[Start]
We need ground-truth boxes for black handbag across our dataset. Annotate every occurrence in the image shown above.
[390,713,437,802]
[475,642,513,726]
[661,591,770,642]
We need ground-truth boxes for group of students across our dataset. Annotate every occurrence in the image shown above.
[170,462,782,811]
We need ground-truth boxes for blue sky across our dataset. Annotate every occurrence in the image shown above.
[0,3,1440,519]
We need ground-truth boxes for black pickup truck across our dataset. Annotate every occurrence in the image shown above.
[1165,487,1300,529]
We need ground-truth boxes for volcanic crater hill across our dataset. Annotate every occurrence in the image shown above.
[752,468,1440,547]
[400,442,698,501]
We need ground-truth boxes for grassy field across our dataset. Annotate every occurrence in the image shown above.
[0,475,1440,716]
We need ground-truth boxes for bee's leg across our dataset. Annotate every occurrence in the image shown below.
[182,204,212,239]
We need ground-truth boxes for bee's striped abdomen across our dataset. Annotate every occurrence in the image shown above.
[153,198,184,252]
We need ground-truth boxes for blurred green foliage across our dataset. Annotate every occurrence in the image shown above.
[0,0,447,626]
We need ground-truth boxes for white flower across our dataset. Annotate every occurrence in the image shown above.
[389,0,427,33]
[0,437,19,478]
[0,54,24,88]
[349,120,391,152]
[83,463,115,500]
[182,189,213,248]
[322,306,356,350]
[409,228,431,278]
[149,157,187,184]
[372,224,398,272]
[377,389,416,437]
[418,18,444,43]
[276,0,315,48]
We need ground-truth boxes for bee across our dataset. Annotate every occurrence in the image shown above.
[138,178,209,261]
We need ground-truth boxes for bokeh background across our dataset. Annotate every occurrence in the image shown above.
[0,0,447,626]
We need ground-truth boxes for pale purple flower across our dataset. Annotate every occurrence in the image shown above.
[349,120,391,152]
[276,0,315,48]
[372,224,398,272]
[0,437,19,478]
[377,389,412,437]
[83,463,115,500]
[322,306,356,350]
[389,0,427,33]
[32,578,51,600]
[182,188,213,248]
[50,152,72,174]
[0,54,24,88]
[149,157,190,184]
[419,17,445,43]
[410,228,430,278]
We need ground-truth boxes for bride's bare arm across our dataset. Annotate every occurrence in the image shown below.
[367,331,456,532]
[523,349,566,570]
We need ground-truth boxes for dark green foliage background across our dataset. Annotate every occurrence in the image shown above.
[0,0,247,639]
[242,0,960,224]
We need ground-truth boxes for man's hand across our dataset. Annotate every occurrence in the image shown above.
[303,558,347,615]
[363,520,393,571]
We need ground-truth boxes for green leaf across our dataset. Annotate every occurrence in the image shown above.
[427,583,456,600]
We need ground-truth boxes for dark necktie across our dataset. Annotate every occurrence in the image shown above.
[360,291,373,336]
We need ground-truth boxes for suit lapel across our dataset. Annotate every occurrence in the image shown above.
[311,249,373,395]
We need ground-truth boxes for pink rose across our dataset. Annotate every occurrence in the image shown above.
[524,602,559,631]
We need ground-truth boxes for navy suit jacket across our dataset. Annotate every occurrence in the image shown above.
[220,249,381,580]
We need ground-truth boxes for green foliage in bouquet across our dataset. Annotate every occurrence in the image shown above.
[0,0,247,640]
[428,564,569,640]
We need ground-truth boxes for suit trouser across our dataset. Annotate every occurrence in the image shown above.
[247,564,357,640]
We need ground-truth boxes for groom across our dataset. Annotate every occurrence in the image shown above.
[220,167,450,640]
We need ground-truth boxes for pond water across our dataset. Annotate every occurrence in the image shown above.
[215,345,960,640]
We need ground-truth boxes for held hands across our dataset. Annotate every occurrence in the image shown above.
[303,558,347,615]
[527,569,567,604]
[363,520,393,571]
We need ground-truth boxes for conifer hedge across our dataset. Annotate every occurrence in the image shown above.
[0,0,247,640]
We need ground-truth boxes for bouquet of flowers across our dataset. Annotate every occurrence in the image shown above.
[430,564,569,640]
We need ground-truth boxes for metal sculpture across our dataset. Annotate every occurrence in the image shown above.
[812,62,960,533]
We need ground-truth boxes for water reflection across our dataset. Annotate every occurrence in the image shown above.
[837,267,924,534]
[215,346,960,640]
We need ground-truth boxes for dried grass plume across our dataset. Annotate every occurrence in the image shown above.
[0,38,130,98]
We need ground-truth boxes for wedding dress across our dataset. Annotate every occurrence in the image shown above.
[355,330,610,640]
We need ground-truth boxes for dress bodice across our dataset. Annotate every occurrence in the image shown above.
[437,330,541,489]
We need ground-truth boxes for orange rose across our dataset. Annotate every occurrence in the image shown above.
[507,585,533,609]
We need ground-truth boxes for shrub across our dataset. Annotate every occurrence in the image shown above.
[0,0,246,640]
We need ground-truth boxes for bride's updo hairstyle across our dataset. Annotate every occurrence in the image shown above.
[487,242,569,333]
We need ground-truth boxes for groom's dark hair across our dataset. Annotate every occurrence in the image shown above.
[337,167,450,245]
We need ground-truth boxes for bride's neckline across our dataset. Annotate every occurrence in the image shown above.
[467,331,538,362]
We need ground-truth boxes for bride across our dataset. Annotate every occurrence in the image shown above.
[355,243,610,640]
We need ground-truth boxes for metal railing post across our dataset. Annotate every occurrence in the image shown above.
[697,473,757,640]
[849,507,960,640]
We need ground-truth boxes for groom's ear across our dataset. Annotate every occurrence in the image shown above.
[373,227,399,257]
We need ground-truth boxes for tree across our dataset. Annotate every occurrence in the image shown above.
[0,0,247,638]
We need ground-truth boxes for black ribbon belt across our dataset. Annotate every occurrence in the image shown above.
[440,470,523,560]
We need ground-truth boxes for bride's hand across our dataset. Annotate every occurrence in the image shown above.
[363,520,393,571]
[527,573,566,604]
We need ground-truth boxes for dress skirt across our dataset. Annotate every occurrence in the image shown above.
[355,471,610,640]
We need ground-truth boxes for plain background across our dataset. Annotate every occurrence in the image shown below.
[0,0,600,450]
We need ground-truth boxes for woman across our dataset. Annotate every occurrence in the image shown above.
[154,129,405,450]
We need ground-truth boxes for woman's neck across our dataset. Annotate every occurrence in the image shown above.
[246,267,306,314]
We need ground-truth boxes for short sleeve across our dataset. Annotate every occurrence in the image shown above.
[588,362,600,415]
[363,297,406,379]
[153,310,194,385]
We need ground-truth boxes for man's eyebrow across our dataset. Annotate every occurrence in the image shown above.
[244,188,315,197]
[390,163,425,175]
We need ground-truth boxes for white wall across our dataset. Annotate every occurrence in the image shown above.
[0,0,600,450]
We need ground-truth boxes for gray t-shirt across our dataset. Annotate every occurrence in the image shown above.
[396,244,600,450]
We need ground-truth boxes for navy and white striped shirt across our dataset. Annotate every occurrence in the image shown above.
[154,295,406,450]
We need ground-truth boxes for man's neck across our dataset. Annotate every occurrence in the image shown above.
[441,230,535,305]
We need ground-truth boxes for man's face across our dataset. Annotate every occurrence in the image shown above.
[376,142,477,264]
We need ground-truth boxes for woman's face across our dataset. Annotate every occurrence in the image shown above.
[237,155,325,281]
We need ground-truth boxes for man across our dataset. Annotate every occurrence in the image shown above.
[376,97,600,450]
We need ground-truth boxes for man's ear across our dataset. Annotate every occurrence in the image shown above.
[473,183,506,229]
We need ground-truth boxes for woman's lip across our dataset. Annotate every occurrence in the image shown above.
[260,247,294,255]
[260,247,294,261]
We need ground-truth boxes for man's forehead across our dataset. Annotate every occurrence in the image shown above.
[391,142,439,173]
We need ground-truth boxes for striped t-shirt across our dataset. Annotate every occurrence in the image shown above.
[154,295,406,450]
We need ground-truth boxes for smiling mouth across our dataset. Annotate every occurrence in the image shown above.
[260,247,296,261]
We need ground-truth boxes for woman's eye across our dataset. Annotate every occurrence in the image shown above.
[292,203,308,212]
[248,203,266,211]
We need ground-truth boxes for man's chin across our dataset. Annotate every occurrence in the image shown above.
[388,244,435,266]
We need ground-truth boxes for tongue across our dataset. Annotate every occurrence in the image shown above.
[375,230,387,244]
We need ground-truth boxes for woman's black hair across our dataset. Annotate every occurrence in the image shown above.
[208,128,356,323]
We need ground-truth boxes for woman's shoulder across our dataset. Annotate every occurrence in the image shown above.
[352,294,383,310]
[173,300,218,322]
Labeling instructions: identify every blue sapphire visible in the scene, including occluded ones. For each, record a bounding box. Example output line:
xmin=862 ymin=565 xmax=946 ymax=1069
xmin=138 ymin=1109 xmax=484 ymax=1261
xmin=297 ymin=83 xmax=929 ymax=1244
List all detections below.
[End]
**Your objective**
Recast the entries above as a JSON list of strings, one string per line with blank lines left out, covering everything from the line that contains "We need ground-truth boxes for woman across" down to the line that contains "[396,244,600,450]", both included.

**Task output**
[
  "We need ground-truth boxes for woman across our dataset. Annotate every occurrence in the image shown above.",
  "[154,129,405,450]",
  "We need ground-truth boxes for woman's neck across our dataset. Annotate every occurrence in the image shown above.",
  "[246,267,306,314]",
  "We need ground-truth boxes for short sleeve across our dataset. Annotate every occurrence in the image shown above.",
  "[588,362,600,415]",
  "[363,297,406,379]",
  "[153,310,194,385]",
  "We need ground-truth boxes for man's eyebrow across our dataset. Annotate every occurrence in the image shown above.",
  "[244,188,315,197]",
  "[390,163,425,175]",
  "We need ground-truth boxes for white wall across our dataset. Annotate every occurrence in the image shown above.",
  "[0,0,600,450]",
  "We need ground-truth boxes for gray t-shirt across our dataset. Annotate every occurrence in the image shown above.",
  "[396,244,600,450]"
]